## 任务要求
将下面的全部条目逐行原样抄录，不增删或改动任何字符。

命名对象定位条目
──────────

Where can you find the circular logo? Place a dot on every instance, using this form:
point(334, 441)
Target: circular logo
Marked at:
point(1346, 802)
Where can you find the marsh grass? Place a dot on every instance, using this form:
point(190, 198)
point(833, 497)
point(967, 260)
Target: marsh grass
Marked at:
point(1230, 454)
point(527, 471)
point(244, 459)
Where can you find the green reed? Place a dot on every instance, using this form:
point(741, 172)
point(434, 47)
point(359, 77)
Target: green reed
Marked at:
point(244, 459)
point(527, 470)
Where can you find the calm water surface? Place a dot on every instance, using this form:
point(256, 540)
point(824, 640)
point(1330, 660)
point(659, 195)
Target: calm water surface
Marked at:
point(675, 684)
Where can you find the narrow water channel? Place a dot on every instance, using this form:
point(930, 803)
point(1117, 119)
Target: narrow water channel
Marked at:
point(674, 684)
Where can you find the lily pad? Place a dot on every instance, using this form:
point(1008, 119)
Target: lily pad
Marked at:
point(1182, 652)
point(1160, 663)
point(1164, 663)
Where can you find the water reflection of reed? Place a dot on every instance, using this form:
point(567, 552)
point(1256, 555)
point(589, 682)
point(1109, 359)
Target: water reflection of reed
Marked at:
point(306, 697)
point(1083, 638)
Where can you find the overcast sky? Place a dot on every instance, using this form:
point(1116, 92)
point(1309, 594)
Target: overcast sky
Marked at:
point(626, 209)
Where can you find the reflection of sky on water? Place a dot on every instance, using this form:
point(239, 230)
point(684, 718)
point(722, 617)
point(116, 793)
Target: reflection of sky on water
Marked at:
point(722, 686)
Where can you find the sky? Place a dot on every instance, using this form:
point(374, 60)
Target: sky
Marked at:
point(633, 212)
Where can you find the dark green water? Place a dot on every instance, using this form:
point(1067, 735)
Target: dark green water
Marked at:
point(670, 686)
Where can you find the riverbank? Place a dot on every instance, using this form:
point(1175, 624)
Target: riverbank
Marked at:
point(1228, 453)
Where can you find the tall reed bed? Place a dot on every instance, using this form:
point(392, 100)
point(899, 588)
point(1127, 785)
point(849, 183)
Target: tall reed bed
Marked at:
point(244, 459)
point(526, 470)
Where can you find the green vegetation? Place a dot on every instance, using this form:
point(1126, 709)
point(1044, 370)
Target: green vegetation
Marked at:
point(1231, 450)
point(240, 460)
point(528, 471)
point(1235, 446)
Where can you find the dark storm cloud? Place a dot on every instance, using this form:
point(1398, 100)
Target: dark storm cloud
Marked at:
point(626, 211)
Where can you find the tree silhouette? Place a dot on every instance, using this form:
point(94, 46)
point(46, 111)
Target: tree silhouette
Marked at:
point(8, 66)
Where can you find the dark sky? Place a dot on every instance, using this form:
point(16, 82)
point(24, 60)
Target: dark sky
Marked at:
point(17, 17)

──────────

## 最终结果
Where can you find the circular logo? Place a dot on every instance, using this form:
point(334, 441)
Target: circular logo
Marked at:
point(1346, 802)
Where can you find the marsh grass? Place a dot on every instance, using this form:
point(190, 198)
point(833, 497)
point(967, 260)
Target: marsh grass
Marked at:
point(1230, 454)
point(527, 471)
point(244, 459)
Where can you find the green reed? Place a dot on every instance, using this form:
point(741, 172)
point(434, 47)
point(359, 77)
Target: green reed
Marked at:
point(244, 459)
point(527, 470)
Where can you find the calm water surface? Place a dot on every instance, using this form:
point(256, 540)
point(824, 640)
point(1330, 660)
point(659, 195)
Target: calm water surface
Marked at:
point(675, 684)
Where can you find the narrow water channel? Place a dot on every instance, using this form:
point(930, 803)
point(1117, 119)
Target: narrow water channel
Marked at:
point(674, 684)
Where can you find the lily pad? Place a dot on every instance, using this form:
point(1008, 119)
Target: lily pad
Marked at:
point(1182, 652)
point(1160, 663)
point(1164, 663)
Where can you find the water reflection of reed? Place a dot on every instance, using this form:
point(567, 552)
point(1256, 555)
point(589, 682)
point(1109, 359)
Target: water reflection of reed
Marked at:
point(306, 697)
point(1083, 638)
Where can you find the overcast sky? Place a dot on every instance, using this form:
point(1116, 92)
point(1309, 594)
Target: overcast sky
Marked at:
point(626, 209)
Where can you find the reflection of sky on water? Place a dot on every instance, using this form:
point(239, 230)
point(684, 718)
point(722, 617)
point(116, 793)
Target: reflection of sky on water
Marked at:
point(722, 686)
Where can you find the sky? Place a dot on every instance, using this form:
point(374, 60)
Target: sky
Marked at:
point(633, 212)
Where can you find the dark green water? Place a dot on every instance, using this form:
point(1067, 735)
Target: dark green water
Marked at:
point(670, 686)
Where can you find the riverbank? Place a dot on every instance, using this form:
point(1175, 624)
Target: riverbank
Marked at:
point(1228, 453)
Where can you find the tall reed bed? Place a dot on every instance, using this form:
point(392, 100)
point(899, 588)
point(1127, 785)
point(849, 183)
Target: tall reed bed
Marked at:
point(244, 459)
point(526, 470)
Where can you find the green vegetation? Place a dot on every instance, using this form:
point(1126, 709)
point(1044, 370)
Target: green vegetation
Marked at:
point(1231, 450)
point(240, 460)
point(528, 471)
point(1235, 446)
Where can you find the dark storm cloud? Place a dot on every instance, using this form:
point(1398, 100)
Target: dark storm cloud
Marked at:
point(626, 211)
Where can you find the tree silhouette? Place a dot on every instance, using this form:
point(94, 46)
point(46, 111)
Target: tree silhouette
Marked at:
point(8, 66)
Where can you find the dark sky? Place a dot on every instance, using this form:
point(16, 82)
point(24, 60)
Target: dark sky
Marked at:
point(17, 17)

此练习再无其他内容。